[START]

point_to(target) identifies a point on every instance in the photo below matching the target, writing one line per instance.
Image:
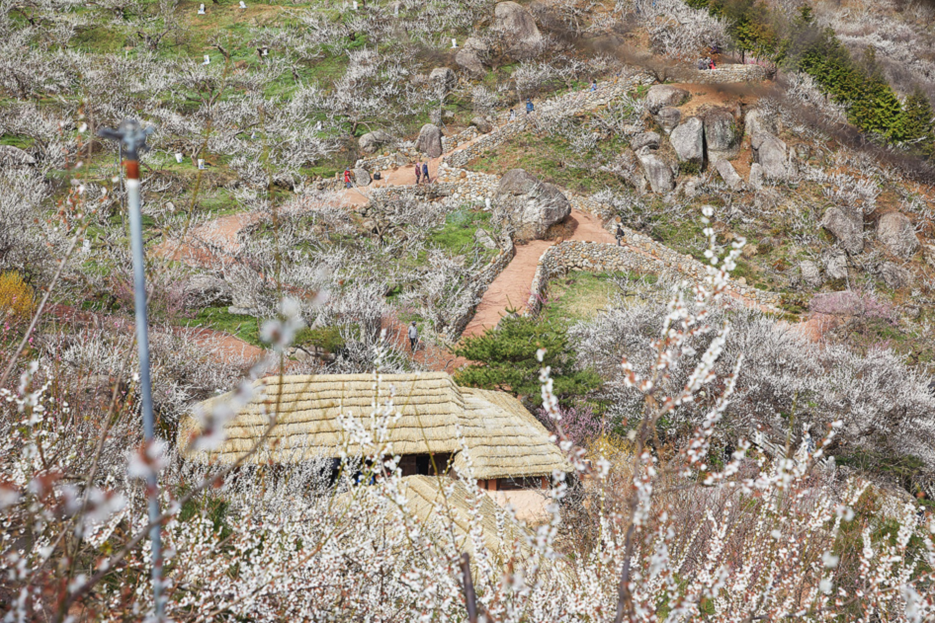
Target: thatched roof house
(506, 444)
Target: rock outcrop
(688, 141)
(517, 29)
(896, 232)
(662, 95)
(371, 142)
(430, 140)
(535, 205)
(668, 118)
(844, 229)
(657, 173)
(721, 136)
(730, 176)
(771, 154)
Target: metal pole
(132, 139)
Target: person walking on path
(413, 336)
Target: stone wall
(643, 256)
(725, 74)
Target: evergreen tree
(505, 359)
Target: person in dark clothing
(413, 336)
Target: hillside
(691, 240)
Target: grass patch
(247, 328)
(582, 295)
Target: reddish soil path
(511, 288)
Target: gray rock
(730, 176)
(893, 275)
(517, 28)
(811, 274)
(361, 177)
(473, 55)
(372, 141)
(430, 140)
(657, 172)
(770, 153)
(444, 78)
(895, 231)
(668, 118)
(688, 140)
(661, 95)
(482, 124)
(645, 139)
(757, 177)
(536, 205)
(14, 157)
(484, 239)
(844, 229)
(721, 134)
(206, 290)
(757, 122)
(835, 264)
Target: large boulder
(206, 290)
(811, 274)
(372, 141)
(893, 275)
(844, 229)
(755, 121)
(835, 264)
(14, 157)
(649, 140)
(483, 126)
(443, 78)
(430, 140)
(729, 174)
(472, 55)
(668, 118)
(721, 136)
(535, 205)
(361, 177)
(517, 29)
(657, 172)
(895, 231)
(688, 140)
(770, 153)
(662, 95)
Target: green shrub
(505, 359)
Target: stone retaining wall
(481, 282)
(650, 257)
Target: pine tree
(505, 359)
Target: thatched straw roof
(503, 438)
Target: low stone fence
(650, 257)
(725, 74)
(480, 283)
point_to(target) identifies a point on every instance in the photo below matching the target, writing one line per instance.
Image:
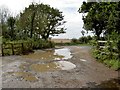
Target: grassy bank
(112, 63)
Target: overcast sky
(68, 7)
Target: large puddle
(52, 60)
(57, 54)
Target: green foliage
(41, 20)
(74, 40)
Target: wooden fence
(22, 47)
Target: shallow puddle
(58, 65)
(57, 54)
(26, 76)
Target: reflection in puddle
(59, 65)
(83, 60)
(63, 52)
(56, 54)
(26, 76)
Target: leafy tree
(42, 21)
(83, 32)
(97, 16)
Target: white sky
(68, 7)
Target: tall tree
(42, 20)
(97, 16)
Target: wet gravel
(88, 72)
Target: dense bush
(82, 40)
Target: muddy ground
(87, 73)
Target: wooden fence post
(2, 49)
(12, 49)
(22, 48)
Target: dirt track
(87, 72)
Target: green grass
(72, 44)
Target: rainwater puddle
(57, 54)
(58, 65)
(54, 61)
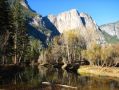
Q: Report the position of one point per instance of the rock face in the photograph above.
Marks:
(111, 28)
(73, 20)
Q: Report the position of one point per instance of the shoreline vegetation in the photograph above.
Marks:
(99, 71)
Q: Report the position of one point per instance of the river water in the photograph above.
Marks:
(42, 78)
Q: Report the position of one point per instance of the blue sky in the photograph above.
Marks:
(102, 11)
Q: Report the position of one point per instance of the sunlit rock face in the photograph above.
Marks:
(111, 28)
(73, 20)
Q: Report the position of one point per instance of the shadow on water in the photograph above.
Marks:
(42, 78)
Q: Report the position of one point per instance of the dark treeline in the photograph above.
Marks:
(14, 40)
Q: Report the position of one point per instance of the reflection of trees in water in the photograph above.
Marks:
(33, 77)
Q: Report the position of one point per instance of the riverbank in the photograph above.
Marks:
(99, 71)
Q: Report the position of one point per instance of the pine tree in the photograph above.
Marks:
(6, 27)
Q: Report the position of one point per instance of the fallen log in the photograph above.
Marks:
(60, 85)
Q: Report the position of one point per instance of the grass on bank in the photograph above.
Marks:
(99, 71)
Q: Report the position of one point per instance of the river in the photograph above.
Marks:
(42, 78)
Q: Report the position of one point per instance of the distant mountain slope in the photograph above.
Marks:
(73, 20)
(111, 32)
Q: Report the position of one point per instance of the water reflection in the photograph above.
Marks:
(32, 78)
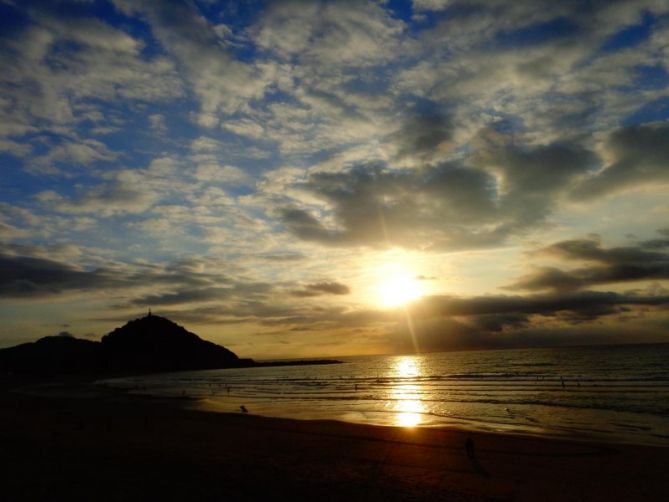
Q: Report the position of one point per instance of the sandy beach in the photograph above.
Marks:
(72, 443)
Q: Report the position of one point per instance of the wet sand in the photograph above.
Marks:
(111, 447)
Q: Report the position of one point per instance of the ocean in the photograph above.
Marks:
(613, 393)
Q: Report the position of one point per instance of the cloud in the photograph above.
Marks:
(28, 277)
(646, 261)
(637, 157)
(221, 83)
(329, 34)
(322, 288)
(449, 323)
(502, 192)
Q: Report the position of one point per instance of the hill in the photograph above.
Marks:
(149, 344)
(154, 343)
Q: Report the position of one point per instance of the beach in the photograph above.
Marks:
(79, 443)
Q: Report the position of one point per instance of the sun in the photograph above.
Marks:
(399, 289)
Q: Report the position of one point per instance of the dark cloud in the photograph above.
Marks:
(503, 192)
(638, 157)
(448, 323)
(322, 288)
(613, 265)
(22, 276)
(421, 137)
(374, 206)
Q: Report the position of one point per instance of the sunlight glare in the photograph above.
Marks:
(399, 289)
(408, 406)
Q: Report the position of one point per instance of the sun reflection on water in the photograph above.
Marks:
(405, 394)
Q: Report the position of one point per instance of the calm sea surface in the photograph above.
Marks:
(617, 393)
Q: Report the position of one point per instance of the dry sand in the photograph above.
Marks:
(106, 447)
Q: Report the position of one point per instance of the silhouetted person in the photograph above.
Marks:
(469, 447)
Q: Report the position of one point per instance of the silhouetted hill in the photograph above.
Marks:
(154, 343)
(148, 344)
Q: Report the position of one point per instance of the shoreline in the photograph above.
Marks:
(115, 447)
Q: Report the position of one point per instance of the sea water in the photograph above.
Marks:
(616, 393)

[END]
[START]

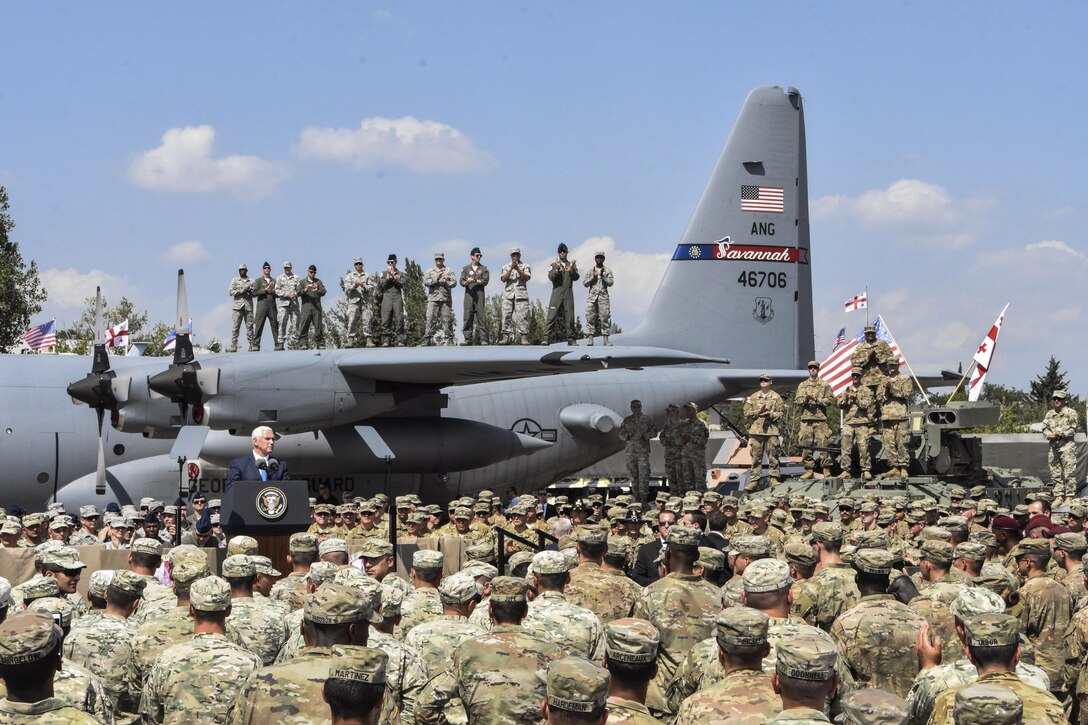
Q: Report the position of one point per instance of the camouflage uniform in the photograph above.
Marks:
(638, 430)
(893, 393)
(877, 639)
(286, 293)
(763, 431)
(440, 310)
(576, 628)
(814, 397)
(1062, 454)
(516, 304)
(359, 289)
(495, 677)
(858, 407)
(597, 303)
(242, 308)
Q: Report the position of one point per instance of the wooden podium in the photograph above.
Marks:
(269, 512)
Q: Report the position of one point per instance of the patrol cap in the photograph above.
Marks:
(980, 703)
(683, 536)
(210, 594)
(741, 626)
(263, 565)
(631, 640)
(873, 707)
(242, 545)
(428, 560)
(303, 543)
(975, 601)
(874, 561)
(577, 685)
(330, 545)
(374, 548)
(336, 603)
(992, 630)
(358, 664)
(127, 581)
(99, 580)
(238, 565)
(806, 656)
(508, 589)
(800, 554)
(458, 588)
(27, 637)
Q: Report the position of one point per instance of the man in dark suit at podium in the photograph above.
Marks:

[END]

- WRITTEN REQUEST:
Gather each line of the material above that contains the word "wooden".

- WRITTEN ANSWER:
Target: wooden fence
Target: wooden fence post
Q: Report the position of one point per instance of the wooden podium in the photograph above.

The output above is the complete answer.